== Entrées à traiter ==

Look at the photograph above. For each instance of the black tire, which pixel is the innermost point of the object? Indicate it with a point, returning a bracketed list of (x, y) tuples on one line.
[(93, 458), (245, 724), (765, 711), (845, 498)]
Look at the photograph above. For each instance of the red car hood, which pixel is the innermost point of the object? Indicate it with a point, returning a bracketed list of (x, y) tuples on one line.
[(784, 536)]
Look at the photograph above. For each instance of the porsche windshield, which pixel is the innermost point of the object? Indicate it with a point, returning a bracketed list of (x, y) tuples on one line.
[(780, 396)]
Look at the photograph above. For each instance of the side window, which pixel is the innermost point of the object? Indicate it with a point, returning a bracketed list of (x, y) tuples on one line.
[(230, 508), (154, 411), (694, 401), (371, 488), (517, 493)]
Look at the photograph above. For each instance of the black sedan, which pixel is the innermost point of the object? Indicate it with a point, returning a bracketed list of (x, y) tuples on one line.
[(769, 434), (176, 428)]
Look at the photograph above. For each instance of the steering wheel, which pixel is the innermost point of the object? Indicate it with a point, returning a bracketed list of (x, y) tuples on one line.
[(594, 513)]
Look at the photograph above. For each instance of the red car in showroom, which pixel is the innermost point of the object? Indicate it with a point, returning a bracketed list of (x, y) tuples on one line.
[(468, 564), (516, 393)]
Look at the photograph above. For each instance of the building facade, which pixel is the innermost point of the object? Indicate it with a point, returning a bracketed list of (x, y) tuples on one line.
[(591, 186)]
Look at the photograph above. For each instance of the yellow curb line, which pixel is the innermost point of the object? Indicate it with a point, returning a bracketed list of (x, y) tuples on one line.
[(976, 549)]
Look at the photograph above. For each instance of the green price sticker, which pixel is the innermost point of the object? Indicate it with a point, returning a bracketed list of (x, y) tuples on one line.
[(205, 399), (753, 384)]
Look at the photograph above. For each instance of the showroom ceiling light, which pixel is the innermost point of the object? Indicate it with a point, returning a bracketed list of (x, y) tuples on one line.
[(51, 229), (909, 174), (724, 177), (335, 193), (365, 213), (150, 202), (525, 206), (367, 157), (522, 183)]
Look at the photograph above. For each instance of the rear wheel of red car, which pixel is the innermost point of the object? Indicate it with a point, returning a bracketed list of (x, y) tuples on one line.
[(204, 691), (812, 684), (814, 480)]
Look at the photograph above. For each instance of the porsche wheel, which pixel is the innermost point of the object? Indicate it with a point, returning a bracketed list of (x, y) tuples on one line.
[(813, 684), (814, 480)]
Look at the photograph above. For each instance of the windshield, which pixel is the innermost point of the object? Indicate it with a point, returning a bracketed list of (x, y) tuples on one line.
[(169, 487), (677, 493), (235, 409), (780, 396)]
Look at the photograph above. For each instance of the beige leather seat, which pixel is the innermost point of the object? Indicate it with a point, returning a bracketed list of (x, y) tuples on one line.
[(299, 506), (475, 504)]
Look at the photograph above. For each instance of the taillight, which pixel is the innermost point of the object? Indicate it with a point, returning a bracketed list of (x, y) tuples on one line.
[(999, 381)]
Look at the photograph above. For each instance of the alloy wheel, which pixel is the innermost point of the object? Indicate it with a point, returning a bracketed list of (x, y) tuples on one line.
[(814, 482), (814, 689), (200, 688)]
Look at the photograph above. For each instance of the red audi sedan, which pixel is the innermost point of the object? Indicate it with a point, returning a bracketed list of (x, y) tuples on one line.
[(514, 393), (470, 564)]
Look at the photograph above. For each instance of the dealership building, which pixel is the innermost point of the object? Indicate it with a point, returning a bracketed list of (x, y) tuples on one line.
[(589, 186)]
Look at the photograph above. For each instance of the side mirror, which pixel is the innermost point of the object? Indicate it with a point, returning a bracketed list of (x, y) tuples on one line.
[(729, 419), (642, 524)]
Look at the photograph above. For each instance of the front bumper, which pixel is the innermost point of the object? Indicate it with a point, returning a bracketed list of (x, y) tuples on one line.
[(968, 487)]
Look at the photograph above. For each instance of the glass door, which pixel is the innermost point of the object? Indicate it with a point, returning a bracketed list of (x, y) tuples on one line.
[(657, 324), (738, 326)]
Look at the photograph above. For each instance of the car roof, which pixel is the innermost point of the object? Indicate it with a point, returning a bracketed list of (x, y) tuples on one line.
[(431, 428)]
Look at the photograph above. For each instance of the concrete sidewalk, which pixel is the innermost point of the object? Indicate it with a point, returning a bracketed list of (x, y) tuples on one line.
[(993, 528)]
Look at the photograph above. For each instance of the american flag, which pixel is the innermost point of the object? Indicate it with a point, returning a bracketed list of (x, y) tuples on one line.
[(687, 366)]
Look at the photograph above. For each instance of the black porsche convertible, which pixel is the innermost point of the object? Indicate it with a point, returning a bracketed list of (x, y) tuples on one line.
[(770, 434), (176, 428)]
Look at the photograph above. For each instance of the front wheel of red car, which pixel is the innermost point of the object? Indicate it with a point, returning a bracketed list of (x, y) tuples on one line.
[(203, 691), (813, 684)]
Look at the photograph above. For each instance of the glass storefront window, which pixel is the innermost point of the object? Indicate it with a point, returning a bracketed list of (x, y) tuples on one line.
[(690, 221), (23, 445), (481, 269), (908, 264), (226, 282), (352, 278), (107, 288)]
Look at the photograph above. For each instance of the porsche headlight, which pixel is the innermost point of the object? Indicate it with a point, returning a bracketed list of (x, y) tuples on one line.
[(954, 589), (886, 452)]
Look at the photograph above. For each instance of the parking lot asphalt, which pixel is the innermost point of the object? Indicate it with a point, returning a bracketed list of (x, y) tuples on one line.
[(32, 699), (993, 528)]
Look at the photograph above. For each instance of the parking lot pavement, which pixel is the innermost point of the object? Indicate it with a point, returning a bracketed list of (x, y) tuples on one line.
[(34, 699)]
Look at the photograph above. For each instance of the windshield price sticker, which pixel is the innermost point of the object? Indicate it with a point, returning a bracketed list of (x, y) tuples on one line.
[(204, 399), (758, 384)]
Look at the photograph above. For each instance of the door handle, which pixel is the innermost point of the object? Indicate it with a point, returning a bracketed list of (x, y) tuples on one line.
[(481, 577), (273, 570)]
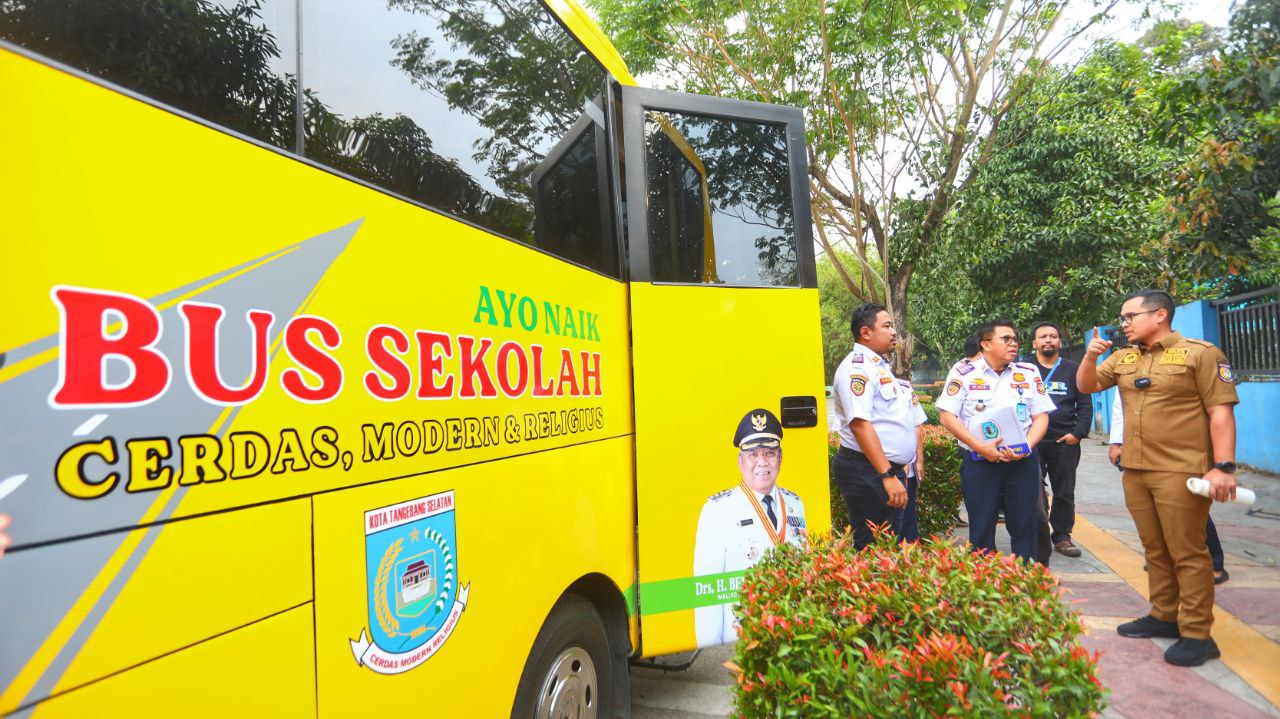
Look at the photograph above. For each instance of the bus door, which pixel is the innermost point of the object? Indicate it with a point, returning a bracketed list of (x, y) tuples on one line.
[(725, 330)]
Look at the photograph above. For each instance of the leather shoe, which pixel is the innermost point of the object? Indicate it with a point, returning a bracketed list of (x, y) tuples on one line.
[(1148, 627), (1192, 653), (1066, 548)]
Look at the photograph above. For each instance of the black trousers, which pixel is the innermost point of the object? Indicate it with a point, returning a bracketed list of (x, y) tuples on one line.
[(990, 485), (864, 494), (1059, 461)]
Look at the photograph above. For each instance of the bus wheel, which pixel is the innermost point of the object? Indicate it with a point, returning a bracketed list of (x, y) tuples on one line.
[(568, 671)]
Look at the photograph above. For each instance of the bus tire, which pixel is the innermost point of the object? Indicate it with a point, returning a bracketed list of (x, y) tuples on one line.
[(568, 672)]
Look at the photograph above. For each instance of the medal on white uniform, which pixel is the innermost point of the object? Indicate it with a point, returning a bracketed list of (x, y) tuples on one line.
[(776, 536)]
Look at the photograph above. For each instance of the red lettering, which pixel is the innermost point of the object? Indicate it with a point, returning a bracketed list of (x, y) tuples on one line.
[(388, 362), (539, 389), (311, 358), (504, 353), (202, 353), (85, 344), (429, 365), (567, 375), (474, 367), (590, 371)]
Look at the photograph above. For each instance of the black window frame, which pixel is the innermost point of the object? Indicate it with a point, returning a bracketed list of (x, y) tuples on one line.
[(636, 101)]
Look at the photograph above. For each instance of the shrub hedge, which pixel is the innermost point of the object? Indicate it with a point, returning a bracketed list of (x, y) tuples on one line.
[(915, 630)]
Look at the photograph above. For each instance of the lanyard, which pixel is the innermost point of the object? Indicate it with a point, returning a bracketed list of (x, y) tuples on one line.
[(776, 536)]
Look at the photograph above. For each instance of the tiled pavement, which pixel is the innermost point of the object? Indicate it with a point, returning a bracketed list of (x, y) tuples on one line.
[(1106, 586)]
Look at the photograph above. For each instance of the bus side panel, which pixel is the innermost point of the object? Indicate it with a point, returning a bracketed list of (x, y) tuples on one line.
[(132, 204), (753, 347), (264, 669), (201, 577), (526, 529)]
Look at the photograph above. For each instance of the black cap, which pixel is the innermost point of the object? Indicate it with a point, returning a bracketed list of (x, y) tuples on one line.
[(759, 427)]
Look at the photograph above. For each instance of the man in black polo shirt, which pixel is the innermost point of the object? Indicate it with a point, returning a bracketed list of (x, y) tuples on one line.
[(1068, 425)]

===

● Petit problème: Recopiez sans rien changer le passage qui commence à la ligne contenant « Look at the photograph above. For each instance of the rear » et se termine à la ligne contenant « [(204, 691), (812, 684), (814, 480)] », ces deux lignes comprises.

● Réponse à l'exercice:
Look at the photograph above. For each instance of the rear wheel of red car, which pixel is the innermost point of the object? Indicate it with a point, returning a bracketed list of (x, y) tuples on one line.
[(204, 691), (812, 684), (814, 480)]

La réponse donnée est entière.